> _Written tasks_
1) Reproduce word for word the part of the passage on karate stances that opens with the words containing "The exception is" and closes with "similarly as possible.".
2) In the passage on karate stances, what reason did a judge give the writer for not placing in the tournament?

Why should the stance in kumite be higher than in kata? The higher stance gives more agility and speed. Lower stances help build leg strength, but for this, why not just practice the kihon (basic drills) in a lower stance and keep the higher stance in kata? After all, kata is supposed to simulate actual combat.

There is no doubt that the low stances look more dramatic in competition. I, once performed a "great" kata in a tournament, but didn't even place. Asking one of the judges, "Why?" he answered, "Your stances were too high." (This was before I realized the lack of understanding some judges had and the need to "play" to them for scoring.)

So between competition and the progressive separation in thinking of how kata relates to kumite, the style of performing each became different in many cases. IMO, kata, kumite and kihon should be practiced following the same principles. They should not be viewed as three separate things, but different ways of practicing the same thing.

The exception is that some techniques in kata deal with a specific kind of attack that one won't often find in kumite, and thus will use a unique stance one would not normally use in a fight. Also, in basic kihon, I see no problem in drilling with exaggerated form as form is the first thing to go in combat. But it should be realized that doing it that way is just for practice.

So, my view (and there may ;) be valid contrary views) is that the 3 K's should be unified and taught as similarly as possible.

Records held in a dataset

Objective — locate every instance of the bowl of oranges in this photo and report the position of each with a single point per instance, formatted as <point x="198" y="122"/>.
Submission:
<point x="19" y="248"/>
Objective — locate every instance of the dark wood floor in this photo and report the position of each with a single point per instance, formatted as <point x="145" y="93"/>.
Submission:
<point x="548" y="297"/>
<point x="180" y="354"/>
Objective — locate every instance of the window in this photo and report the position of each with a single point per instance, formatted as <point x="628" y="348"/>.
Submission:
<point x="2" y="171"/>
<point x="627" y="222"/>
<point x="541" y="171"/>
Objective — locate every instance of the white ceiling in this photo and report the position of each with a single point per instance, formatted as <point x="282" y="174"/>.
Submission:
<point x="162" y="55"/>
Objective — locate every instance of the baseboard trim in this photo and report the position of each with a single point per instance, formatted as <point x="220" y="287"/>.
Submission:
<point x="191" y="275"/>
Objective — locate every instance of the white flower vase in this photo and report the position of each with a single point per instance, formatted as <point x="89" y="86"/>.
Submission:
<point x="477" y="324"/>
==
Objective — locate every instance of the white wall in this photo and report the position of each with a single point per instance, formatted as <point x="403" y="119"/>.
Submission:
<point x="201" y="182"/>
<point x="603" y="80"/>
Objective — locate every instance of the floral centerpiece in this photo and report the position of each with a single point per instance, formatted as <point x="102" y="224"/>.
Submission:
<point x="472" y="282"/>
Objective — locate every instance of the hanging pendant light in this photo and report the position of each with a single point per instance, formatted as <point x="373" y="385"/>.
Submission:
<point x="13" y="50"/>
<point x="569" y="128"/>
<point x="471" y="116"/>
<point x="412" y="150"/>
--
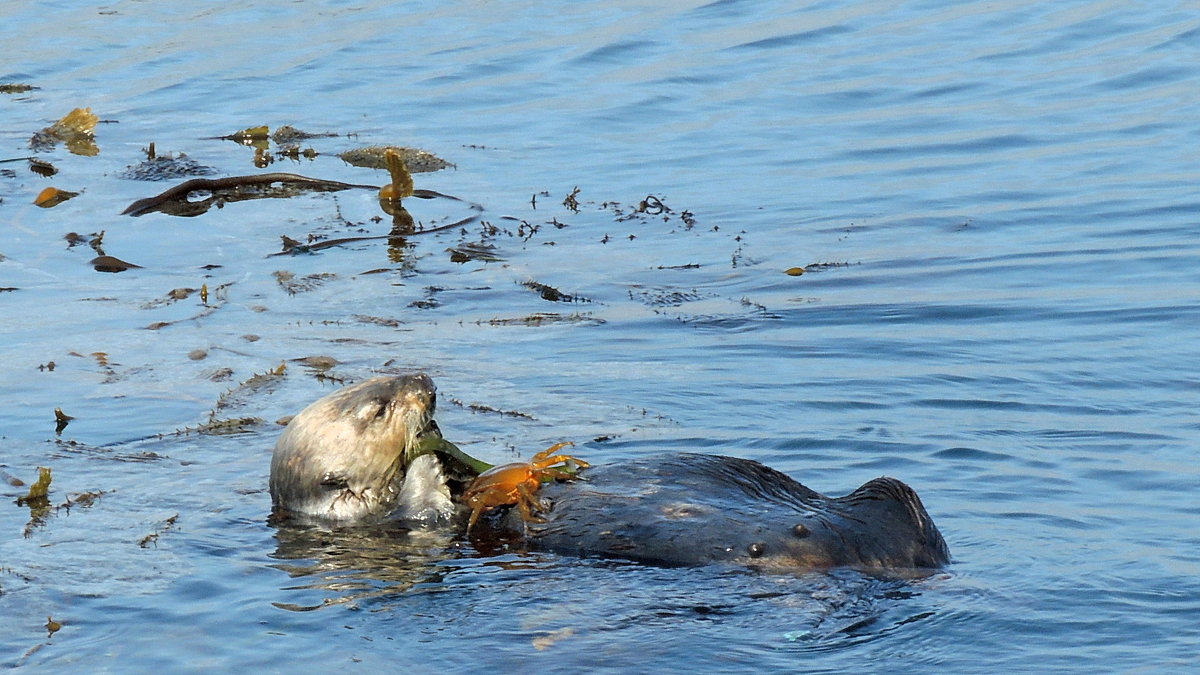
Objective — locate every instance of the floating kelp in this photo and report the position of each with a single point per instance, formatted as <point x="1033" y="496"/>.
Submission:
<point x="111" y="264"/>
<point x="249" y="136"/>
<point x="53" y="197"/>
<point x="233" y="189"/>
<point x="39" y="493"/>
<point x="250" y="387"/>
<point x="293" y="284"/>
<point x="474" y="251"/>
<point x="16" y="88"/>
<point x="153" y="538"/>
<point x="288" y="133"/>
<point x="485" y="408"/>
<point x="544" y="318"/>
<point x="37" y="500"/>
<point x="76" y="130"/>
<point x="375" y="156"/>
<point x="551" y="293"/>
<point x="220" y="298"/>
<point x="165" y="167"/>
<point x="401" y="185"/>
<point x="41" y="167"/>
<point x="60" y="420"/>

> _Task-by-task outputs_
1)
The exception is that some techniques in kata deal with a specific kind of attack that one won't often find in kumite, and thus will use a unique stance one would not normally use in a fight. Also, in basic kihon, I see no problem in drilling with exaggerated form as form is the first thing to go in combat. But it should be realized that doing it that way is just for practice.

So, my view (and there may ;) be valid contrary views) is that the 3 K's should be unified and taught as similarly as possible.

2) The judge said the writer's stances were too high.